Отрывок:
-- -- --
Я была ошарашена. И лестно, и страшно, и решать надо молниеносно – уже 23 июня, а выезд из Гамбурга 4 июля, и корабли ходят туда чуть не раз в месяц, значит, никаких отсрочек! Посоветовалась со старшими товарищами – все высказались за мою поездку, хотя полпредства у нас там не было, с торгпредством тоже произошли какие-то недоразумения – оно оттуда выехало. Но делиться опытом в искус-стае мы всегда были готовы. Мне сказали, что в июле там зима, лето у них в январе, тогда там такая жара – дышать невозможно. «Осведомленные» предупреждали, что необходима осторожность – «хорошеньких женщин там похищают». Но меня больше волновало, что первой постановкой будет «Кавалер Роз» Рихарда Штрауса на немецком языке – опера, которую я не знала. «Кап-Аркона» делает рейс Гамбург–Буэнос-Айрес за шестнадцать суток, придется работать все это время, чтобы приехать с постановочным планом.

Вторая постановка – «Свадьба Фигаро» Моцарта на итальянском. Итальянский знала недостаточно для постановки, но она все же вторая. Стало легче, когда получила сообщение, что дирекция «Театро Колон» принимает на себя оплату двух кают люкс, что в одной из них будет пианино. Лучше всего поехать с Леонидом Половинкиным. Он прекрасный пианист, хороший товарищ.
-- -- --
Что нужно сделать:
a - Ответьте по отрывку на вопросы:
(i) Какая опера будет первой постановкой и на каком языке?
(ii) За сколько суток «Кап-Аркона» доходит из Гамбурга в Буэнос-Айрес?
(iii) Оплату чего взяла на себя дирекция «Театро Колон»?
b - Перепишите из отрывка слово в слово кусок от «Я была ошарашена.» до «с постановочным планом.» включительно.
-- -- --
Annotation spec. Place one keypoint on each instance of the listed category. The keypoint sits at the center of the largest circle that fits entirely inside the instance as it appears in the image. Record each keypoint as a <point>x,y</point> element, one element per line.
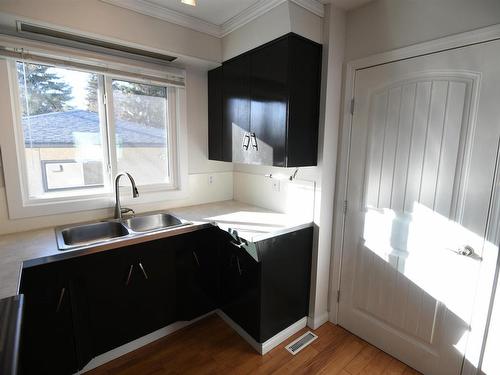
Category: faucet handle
<point>126,210</point>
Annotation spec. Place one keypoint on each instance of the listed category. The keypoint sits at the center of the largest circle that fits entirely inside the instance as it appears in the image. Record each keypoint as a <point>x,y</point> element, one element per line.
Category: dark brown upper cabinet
<point>264,105</point>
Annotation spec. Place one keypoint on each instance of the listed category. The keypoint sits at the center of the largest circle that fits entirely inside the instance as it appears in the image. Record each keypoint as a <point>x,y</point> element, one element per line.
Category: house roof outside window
<point>57,129</point>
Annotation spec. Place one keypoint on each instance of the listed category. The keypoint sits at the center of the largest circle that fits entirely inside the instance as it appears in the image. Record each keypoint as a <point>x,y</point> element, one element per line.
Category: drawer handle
<point>61,298</point>
<point>129,276</point>
<point>143,270</point>
<point>238,264</point>
<point>196,258</point>
<point>238,245</point>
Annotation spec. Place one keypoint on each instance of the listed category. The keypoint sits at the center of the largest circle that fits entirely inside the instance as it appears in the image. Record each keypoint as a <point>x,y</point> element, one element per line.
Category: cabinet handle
<point>238,264</point>
<point>143,270</point>
<point>238,245</point>
<point>254,142</point>
<point>129,276</point>
<point>61,298</point>
<point>196,258</point>
<point>246,141</point>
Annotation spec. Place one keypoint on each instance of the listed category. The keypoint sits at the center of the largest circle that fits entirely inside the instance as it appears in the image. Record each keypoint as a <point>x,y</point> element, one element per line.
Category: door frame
<point>460,40</point>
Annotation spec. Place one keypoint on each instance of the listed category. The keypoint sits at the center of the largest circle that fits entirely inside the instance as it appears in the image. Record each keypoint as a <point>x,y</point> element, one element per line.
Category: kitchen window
<point>76,129</point>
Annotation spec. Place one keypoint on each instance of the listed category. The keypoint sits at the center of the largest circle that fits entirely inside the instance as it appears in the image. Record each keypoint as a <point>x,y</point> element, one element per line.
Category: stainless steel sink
<point>86,234</point>
<point>78,235</point>
<point>147,223</point>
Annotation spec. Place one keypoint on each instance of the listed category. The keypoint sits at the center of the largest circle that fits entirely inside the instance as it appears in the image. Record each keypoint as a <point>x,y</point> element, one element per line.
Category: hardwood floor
<point>212,347</point>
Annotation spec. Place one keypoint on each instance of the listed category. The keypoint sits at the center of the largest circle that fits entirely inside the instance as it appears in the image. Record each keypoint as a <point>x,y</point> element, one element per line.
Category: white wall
<point>114,23</point>
<point>383,25</point>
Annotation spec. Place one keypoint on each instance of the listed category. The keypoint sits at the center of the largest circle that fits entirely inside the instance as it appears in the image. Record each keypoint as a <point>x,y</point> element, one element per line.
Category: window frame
<point>20,205</point>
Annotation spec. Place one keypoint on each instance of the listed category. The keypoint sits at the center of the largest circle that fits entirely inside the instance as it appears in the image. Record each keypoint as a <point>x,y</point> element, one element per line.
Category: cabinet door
<point>240,287</point>
<point>215,118</point>
<point>236,109</point>
<point>197,266</point>
<point>303,110</point>
<point>286,273</point>
<point>269,102</point>
<point>47,341</point>
<point>130,293</point>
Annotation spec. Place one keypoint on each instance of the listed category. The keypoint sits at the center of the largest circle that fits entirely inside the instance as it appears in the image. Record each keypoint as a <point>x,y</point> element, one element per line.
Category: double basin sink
<point>94,233</point>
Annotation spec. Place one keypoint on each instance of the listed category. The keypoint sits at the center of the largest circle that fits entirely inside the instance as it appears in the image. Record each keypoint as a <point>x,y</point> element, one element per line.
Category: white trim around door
<point>442,44</point>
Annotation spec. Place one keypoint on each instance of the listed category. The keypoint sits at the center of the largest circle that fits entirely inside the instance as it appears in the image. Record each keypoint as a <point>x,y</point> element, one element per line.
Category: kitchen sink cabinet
<point>48,343</point>
<point>130,292</point>
<point>197,270</point>
<point>270,105</point>
<point>82,307</point>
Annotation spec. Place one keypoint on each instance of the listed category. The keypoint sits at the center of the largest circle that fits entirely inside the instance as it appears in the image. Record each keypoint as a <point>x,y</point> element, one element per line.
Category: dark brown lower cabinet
<point>48,343</point>
<point>79,308</point>
<point>265,289</point>
<point>197,270</point>
<point>130,292</point>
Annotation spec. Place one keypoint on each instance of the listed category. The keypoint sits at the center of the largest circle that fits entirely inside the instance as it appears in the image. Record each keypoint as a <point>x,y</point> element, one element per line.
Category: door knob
<point>466,251</point>
<point>254,142</point>
<point>246,141</point>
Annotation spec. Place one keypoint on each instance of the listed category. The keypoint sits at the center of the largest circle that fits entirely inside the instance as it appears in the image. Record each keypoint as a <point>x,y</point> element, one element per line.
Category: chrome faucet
<point>119,211</point>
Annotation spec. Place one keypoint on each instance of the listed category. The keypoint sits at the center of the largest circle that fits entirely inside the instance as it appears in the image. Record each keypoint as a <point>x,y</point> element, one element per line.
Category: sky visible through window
-- -- --
Полные решения:
a -
(i) «Кавалер Роз» Рихарда Штрауса на немецком языке.
(ii) За шестнадцать суток.
(iii) Оплату двух кают люкс.

b -
Я была ошарашена. И лестно, и страшно, и решать надо молниеносно – уже 23 июня, а выезд из Гамбурга 4 июля, и корабли ходят туда чуть не раз в месяц, значит, никаких отсрочек! Посоветовалась со старшими товарищами – все высказались за мою поездку, хотя полпредства у нас там не было, с торгпредством тоже произошли какие-то недоразумения – оно оттуда выехало. Но делиться опытом в искус-стае мы всегда были готовы. Мне сказали, что в июле там зима, лето у них в январе, тогда там такая жара – дышать невозможно. «Осведомленные» предупреждали, что необходима осторожность – «хорошеньких женщин там похищают». Но меня больше волновало, что первой постановкой будет «Кавалер Роз» Рихарда Штрауса на немецком языке – опера, которую я не знала. «Кап-Аркона» делает рейс Гамбург–Буэнос-Айрес за шестнадцать суток, придется работать все это время, чтобы приехать с постановочным планом.